* Begin EXCERPT PROVIDED *

IMF Staff Completes 2025 Article IV Mission to Namibia
March 7, 2025
- Namibia’s real GDP is estimated to have grown by 3.5 percent in 2024. The 2023/24 drought depressed agricultural production, causing wide-spread food insecurity and highlighting the importance of climate change adaptation. Growth is expected to recover to 4.0 percent in 2025.
- Fostering conditions to promote job growth is an important priority. Given already high public sector employment, job creation will need to be driven primarily by the private sector. This calls for improvements in the business climate, as well as tax and regulatory stability.
- Oil and gas exploration raise the prospect of boosting national income. To ensure that growth is broad based and inclusive, policies that address skill gaps and improve critical infrastructure are essential.
Windhoek, Namibia: An International Monetary Fund (IMF) staff team, led by Mr. Jaroslaw Wieczorek, visited Windhoek during February 25‒March 10, 2025, to conduct discussions for the 2025 Article IV Consultation with Namibia.
At the conclusion of the mission, Mr. Wieczorek made the following statement.
“Namibia's real GDP growth is estimated to have slowed to 3.5 percent in 2024 due to weak global demand for diamonds and a sharp contraction in agriculture. Growth is projected to accelerate to 4.0 percent in 2025, as agriculture recovers, and is expected to average about 3 percent over the medium term.

* End EXCERPT PROVIDED *
* Begin EXTRACTED DATA *

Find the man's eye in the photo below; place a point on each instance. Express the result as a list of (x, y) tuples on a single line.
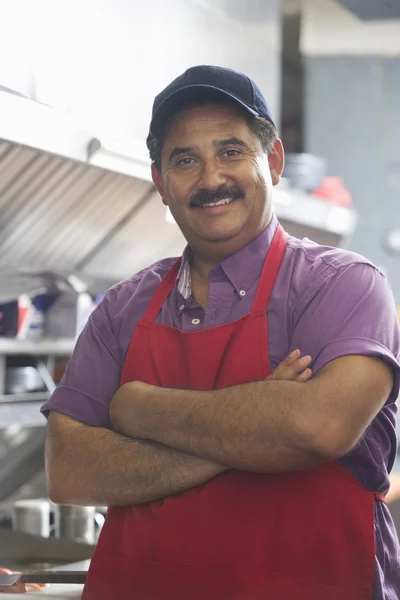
[(185, 161), (232, 152)]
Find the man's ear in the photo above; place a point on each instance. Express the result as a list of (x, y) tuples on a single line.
[(276, 161), (158, 182)]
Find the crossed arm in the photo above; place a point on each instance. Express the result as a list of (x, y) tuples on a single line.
[(265, 426), (166, 441)]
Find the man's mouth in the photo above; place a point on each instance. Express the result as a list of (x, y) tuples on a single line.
[(218, 203)]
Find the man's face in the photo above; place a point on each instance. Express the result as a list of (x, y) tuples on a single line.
[(216, 179)]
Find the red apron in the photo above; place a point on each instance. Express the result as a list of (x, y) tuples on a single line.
[(242, 536)]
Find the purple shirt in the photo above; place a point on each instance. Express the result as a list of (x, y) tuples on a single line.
[(327, 302)]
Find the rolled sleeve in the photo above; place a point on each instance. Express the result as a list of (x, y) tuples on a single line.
[(92, 375), (352, 311)]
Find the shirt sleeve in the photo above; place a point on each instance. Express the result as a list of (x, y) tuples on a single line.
[(92, 375), (351, 311)]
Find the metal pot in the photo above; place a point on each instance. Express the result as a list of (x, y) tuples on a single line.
[(23, 379)]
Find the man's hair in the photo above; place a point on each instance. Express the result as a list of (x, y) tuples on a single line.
[(263, 128)]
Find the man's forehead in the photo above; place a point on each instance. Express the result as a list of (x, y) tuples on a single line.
[(208, 119)]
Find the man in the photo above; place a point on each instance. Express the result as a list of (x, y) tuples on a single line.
[(225, 483)]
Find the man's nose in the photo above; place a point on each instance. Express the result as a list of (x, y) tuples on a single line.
[(212, 175)]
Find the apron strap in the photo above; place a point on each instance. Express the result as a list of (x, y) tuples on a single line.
[(265, 286), (270, 270), (161, 293)]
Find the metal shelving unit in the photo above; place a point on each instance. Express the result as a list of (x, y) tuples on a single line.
[(24, 408)]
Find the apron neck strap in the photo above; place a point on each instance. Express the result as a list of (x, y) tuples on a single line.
[(162, 293), (270, 270), (265, 286)]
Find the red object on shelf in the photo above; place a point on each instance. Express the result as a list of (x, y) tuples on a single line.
[(332, 190)]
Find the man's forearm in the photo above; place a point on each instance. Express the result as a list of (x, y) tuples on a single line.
[(235, 426), (94, 466)]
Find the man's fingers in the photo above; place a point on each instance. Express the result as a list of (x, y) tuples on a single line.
[(290, 359), (304, 376)]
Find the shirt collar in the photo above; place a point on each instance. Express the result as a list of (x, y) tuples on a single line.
[(241, 268)]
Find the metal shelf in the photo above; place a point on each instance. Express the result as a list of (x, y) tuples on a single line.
[(24, 397), (295, 206), (25, 414), (53, 347)]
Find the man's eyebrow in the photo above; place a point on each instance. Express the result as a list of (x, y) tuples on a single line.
[(180, 150), (233, 141)]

* End EXTRACTED DATA *

:: WHAT YOU WILL DO ::
Continue the IMF press release on Namibia's 2025 Article IV mission from the point where it stops. The items can be set aside; they play no part here.

:: EXERCISE ANSWER ::
“Unemployment, reported at 36.9 percent in the latest (2023) labor force survey, remains a major challenge, underpinning the authorities’ strengthened focus on job creation.
“Nearly half of Namibia’s population faced high levels of acute food insecurity during the recent drought. While conditions are expected to improve in 2025, public support for those who continue to experience food insecurity should continue. Government programs to increase resilience against climate shocks, which have become more frequent and intense in recent years, remain vital.
“Inflation has eased below the midpoint of the central bank’s target range (3–6 percent), reflecting a moderation in the growth of food and transport prices and it is expected to remain at about 4 percent in 2025. This outlook, however, remains subject to external price shocks.
“As inflation normalized, the Bank of Namibia (BoN) lowered its policy rate by a cumulative 100 bps in four steps between July 2024 and February 2025. While credit rebounded in the last quarter of 2024, it remains subdued (growing at 4.1 percent year-on-year as of January 2025).
“The external current account deficit increased from 14.8 percent of GDP in 2023 to an estimated 16.0 percent of GDP in 2024, due to a slump in diamond prices and increased demand for consumer goods imports. The current account deficit is expected to remain high as oil and gas exploration-related imports (which are largely financed by FDI in these sectors) remain robust. Gross international reserves covered 4.5 months of imports in 2024. Reserves are expected to stay above 3 months of imports in 2025, with the planned repayment of the Eurobond reducing their level and rebound gradually in the medium term.
“The fiscal deficit is expected to widen from 2.4 percent of GDP in FY23/24 to 3.0 percent of GDP in FY24/25. The public wage bill increase, higher drought relief, and capital expenditure are projected to more than offset higher revenues, reflecting record-high SACU transfers and strong domestic tax collection.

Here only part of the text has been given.